Top of READING TEXT

Are you experiencing burnout?

How to recognise the signs of burnout and what to do about it. Doctors have been found to have higher rates of burnout and are at greater risk of depression. Even the dream job after too many hours can lead to us feeling tired.

Human beings need rest and change. But first….what are the signs that you’re burning out?

What is burnout?

Burnout is a state of emotional, physical, and mental exhaustion caused by excessive and prolonged stress.

Medicine is a high stakes job with a heavy workload, so doctors and medical students are especially at risk of burnout.

65-75% of Australian doctors are reported to be burnt out. It’s an issue that we can’t ignore.

Signs of burnout

  • Distancing yourself from your job – you can start to feel jaded, cynical and even numb
  • Physically – symptoms of being physically unwell, such as chronic fatigue, illness, stomach pain, headaches, and loss of appetite
  • Emotional exhaustion – your energy levels feel like they are constantly drained
  • Mental capability – you may have difficulty concentrating, reduced short term memory, difficulty caring for yourself and others
  • Social isolation – you may want to isolate yourself from your friends, family and co-workers

External risk factors for burnout

  • Unreasonable workload
  • Moral injury – occurs in response to acting or witnessing behaviours that go against an individual’s values and moral beliefs
  • Low level of support
  • Long work hours
  • Unfair time pressure
  • Mistreatment by employers and/or fellow employees

Internal risk factors for burnout

  • Porous personal boundaries
  • People-pleasing tendencies
  • High personal expectations
  • Perfectionism
  • Suppressing own needs

The dangers of burnout

Research has shown that people who experience chronic burnout have up to 35% higher risk of early mortality (under the age of 45)[1]. They are 3 x more likely to experience future depression and coronary heart disease [2]. They also have an increased risk of developing diabetes, by a whopping 200% [3].

Not only is burnout hard to live through, it also has real life consequences for a person’s health. The effects being both physical and emotional.

Ways to prevent burnout

Prevention is so important. How can we protect ourselves from burnout?

It’s essential to note here that burnout is a systemic issue, however people make up systems. If as an individual we can heal from burnout, we have greater capacity to contribute to these changes for the better.

Bottom of READING TEXT
Top of DATASET EXCERPTS

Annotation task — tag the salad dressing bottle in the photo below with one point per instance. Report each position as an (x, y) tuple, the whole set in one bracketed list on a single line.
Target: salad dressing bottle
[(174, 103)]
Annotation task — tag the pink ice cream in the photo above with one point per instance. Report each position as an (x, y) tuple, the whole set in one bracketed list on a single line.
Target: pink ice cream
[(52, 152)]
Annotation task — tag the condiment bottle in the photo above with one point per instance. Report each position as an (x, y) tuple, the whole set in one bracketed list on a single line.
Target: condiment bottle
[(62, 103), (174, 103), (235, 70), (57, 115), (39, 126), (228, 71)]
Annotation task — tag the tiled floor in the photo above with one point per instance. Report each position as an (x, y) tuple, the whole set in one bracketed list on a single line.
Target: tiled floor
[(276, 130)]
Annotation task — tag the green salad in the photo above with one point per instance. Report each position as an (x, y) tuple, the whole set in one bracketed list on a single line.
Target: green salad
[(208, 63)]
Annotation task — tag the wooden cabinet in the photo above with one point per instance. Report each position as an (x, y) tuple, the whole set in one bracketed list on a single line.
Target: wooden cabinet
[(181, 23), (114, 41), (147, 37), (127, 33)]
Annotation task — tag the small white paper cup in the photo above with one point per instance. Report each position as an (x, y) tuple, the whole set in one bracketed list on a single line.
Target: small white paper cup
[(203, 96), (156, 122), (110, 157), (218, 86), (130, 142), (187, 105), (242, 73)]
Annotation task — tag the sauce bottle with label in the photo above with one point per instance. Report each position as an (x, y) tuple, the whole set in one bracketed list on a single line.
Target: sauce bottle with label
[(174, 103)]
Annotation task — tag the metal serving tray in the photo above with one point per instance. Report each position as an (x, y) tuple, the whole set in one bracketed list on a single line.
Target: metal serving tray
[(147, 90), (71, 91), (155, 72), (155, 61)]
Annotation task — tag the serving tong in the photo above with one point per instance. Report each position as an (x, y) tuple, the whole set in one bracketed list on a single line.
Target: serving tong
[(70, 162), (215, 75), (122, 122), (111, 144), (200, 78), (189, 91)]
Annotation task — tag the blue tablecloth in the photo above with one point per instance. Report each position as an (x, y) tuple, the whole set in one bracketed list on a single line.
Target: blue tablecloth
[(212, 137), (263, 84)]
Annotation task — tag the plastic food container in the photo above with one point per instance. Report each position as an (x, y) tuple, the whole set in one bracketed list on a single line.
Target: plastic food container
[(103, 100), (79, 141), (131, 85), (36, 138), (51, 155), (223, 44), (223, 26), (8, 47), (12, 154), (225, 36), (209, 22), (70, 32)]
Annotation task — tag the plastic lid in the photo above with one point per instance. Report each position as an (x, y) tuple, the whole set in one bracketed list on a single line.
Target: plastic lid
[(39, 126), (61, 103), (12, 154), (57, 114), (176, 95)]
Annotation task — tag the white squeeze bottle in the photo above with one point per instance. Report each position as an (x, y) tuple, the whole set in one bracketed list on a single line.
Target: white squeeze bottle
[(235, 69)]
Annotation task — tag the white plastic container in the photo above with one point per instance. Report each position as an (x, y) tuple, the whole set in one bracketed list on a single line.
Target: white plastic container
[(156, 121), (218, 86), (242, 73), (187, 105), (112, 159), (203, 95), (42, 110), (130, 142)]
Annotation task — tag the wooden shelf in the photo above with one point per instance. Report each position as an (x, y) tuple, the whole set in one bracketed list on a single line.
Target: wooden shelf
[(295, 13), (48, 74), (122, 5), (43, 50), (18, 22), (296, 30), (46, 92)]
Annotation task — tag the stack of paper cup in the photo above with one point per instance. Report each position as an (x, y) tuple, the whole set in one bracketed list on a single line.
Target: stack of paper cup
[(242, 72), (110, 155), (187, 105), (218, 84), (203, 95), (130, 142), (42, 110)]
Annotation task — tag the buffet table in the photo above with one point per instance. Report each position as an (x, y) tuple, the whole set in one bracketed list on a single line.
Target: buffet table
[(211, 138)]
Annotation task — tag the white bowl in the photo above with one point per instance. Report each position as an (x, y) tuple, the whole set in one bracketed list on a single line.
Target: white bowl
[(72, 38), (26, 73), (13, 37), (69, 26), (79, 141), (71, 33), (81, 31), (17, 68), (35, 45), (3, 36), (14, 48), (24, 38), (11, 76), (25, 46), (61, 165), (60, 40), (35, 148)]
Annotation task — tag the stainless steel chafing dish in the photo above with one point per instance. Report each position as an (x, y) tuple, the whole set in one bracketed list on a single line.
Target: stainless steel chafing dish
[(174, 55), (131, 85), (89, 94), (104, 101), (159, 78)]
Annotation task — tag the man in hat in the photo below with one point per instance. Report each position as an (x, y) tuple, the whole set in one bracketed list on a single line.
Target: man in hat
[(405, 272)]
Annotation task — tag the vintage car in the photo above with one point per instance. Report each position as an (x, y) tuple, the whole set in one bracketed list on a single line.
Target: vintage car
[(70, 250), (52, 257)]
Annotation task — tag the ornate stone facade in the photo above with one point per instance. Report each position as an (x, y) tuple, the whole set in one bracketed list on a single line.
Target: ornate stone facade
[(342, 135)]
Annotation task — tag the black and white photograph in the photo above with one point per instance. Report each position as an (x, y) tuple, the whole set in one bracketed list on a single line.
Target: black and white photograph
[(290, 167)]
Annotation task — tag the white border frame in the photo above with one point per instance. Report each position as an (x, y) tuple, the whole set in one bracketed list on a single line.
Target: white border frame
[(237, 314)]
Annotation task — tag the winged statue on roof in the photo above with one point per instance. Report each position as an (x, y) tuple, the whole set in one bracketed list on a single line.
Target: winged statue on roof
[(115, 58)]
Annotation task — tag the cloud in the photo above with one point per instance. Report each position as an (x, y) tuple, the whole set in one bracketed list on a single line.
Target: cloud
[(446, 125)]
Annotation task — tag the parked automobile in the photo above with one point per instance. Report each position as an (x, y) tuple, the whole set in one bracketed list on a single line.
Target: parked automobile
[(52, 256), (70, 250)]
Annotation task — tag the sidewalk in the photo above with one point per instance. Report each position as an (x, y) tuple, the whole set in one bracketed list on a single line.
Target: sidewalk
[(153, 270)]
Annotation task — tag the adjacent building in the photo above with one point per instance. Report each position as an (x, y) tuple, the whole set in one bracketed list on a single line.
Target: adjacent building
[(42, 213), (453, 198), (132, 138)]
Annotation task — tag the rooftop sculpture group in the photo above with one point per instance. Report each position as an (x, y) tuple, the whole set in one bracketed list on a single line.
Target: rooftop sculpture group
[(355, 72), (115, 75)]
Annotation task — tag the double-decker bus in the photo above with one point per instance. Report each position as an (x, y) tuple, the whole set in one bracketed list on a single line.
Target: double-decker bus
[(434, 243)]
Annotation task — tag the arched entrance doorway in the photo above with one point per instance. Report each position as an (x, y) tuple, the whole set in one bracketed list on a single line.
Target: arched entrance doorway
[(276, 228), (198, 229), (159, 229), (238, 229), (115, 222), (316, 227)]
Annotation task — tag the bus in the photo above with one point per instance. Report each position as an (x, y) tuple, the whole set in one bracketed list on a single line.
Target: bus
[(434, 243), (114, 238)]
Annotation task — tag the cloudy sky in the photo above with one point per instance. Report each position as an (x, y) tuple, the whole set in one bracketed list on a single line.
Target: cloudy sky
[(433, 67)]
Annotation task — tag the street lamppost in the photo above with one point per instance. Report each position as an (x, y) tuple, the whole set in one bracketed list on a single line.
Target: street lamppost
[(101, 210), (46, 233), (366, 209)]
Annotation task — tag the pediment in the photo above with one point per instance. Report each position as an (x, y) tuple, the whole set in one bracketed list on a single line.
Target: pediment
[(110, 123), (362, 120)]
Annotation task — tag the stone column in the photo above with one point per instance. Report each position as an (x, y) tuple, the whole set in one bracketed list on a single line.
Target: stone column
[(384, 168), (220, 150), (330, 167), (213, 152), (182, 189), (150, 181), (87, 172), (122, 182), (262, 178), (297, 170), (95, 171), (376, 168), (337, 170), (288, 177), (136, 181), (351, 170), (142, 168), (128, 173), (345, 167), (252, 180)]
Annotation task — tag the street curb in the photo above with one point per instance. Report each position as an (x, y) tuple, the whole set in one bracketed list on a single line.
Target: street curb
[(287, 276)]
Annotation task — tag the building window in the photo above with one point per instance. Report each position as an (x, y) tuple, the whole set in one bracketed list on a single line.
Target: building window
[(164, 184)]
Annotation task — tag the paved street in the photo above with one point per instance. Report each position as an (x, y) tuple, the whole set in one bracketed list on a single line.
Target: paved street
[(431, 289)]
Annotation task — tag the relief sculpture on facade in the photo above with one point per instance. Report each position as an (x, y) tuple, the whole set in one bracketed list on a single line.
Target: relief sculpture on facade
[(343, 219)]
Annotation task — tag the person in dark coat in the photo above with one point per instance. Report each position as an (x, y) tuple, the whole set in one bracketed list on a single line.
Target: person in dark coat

Bottom of DATASET EXCERPTS

* PROBLEM *
Please extend the article on burnout, continuing right after its final sentence, which ends "contribute to these changes for the better."

* WRITTEN REPLY *
External protective factors from burnout

  • Autonomy and control at work
  • Effective leadership
  • Support from managers and seniors
  • Scheduling flexibility
  • Teamwork
  • Diverse role
  • Safe working hours

Internal protective factors from burnout

  • Self-compassion
  • Self-awareness
  • Self-care – this includes sleep, nutrition, and movement
  • Life experience
  • Strong boundary setting
  • Higher levels of self-esteem and self-confidence

And on a social network level, our social activities & support network play a key part in protecting us from burnout and helping us heal.

How to heal from chronic burnout

So what do we do about it?

There are multiple resources citing that self-care is essential in healing from burnout. Things such as meditation, exercise, healthy diet, and sleeping well are all protective factors.

Another key way to heal is through asking for help.

Let your employer know, speak to your loved ones about it, find a good GP and counsellor.

Be kind to yourself.


Summary of resources

DRS4DRS – 1300 374 377 – 24 hrs/7 days – an emergency hotline for doctors, confidential and quality advice

Beyond Blue – 1300 22 4636 – 24 hrs/7 days

Lifeline – 13 11 14 – 24 hrs/7 days


1. Ahola, K., Vaananen, A., Koskinen, A., Kouvonen, A., & Shirom, A. (2010). Burnout as a predictor of all-cause mortality among industrial employees: A 10-year prospective register-linkage study. Journal of Psychosomatic Research, 69, 51-57.

2. Melamed, S., Shirom, A., Toker, S., Berlliner, S., & Shapira, I. (2006). Burnout and risk of cardiovascular disease: Evidence, possible causal paths, and promising research directions. Psychological Bulletin, 132, 327-353.

3. Melanmed, S., Shirom, A., Toker, S., & Shapira, I. (2006). Burnout and risk of type 2 diabetes: A prospective study of apparently healthy employed persons. Psychosomatic Medicine, 68, 863-869.